▶ TASK DESCRIPTION
Output the entries verbatim, including every line.

* Begin DATA LISTING *

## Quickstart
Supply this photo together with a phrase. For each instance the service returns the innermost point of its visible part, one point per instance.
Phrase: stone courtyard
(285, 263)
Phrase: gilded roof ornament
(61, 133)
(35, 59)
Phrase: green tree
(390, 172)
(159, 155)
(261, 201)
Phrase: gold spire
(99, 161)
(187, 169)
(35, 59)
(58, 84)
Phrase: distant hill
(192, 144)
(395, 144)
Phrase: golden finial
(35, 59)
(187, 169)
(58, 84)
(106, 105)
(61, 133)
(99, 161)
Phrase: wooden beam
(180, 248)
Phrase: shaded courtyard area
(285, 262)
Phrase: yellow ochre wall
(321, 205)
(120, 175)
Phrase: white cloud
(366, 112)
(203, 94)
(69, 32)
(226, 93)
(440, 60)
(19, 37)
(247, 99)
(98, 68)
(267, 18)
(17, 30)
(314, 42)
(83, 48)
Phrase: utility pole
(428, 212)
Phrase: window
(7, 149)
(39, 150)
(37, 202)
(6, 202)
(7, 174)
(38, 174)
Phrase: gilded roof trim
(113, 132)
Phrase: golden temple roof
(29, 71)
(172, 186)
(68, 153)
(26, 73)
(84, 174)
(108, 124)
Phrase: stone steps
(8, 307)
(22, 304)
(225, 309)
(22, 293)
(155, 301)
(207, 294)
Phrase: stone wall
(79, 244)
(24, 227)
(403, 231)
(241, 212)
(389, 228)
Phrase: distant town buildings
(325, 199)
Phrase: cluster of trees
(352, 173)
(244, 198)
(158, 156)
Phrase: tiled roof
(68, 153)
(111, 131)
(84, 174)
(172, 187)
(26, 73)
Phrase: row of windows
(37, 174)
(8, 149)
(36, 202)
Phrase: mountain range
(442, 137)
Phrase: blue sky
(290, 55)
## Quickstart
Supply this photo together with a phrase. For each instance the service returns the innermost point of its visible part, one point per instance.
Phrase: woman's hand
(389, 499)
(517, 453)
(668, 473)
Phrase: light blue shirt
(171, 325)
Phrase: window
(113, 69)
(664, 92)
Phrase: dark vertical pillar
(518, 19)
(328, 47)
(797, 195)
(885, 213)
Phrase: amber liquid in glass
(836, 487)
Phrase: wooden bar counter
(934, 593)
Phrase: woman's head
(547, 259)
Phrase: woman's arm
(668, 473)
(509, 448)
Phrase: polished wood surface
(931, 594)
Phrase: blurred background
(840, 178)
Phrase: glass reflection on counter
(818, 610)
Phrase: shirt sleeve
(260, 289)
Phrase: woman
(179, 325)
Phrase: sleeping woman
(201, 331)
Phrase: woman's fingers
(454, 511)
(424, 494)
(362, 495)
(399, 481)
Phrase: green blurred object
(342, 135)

* End DATA LISTING *

▶ EXERCISE RESULT
## Quickstart
Supply this photo together with a phrase. For each instance the service returns the innermost point of its visible part, one point per instance.
Phrase: stone courtyard
(285, 263)
Phrase: gilded roof ornament
(61, 133)
(35, 59)
Phrase: green tree
(390, 172)
(159, 155)
(261, 201)
Phrase: gold spire
(99, 161)
(187, 169)
(35, 59)
(58, 84)
Phrase: distant hill
(192, 144)
(395, 144)
Phrase: golden finial
(35, 59)
(187, 169)
(58, 84)
(106, 105)
(61, 133)
(99, 161)
Phrase: wooden beam
(180, 248)
Phrase: shaded courtyard area
(285, 262)
Phrase: yellow ochre wall
(321, 205)
(120, 175)
Phrase: white cloud
(366, 112)
(203, 94)
(69, 32)
(226, 93)
(440, 60)
(19, 37)
(247, 99)
(98, 68)
(267, 18)
(17, 30)
(314, 42)
(83, 48)
Phrase: utility pole
(428, 212)
Phrase: window
(7, 149)
(39, 150)
(37, 202)
(6, 202)
(7, 174)
(38, 174)
Phrase: gilded roof trim
(113, 132)
Phrase: golden temple roof
(29, 71)
(172, 186)
(68, 153)
(26, 73)
(84, 174)
(108, 124)
Phrase: stone steps
(8, 307)
(22, 304)
(225, 309)
(22, 293)
(155, 301)
(207, 294)
Phrase: stone wall
(79, 244)
(24, 227)
(403, 231)
(241, 212)
(389, 228)
Phrase: distant town buildings
(325, 199)
Phrase: cluster of trees
(352, 173)
(244, 198)
(158, 156)
Phrase: tiled roof
(68, 153)
(111, 131)
(84, 174)
(172, 187)
(26, 73)
Phrase: row of windows
(37, 174)
(8, 149)
(36, 202)
Phrase: mountain range
(442, 137)
Phrase: blue sky
(290, 55)
## Quickstart
Supply this photo together with a phrase. For each instance the service returns the innermost point of its visible part, one point per instance.
Phrase: woman's hand
(389, 499)
(517, 453)
(668, 473)
Phrase: light blue shirt
(171, 325)
Phrase: window
(113, 69)
(664, 92)
Phrase: dark vertical pillar
(518, 19)
(328, 47)
(797, 195)
(885, 213)
Phrase: amber liquid in glass
(836, 487)
Phrase: wooden bar counter
(934, 593)
Phrase: woman's head
(547, 259)
Phrase: woman's arm
(668, 473)
(509, 448)
Phrase: polished wood surface
(931, 594)
Phrase: blurred background
(840, 178)
Phrase: glass reflection on counter
(818, 610)
Phrase: shirt sleeve
(260, 289)
Phrase: woman
(179, 325)
Phrase: sleeping woman
(201, 331)
Phrase: woman's fingers
(454, 511)
(424, 494)
(362, 495)
(399, 481)
Phrase: green blurred object
(342, 135)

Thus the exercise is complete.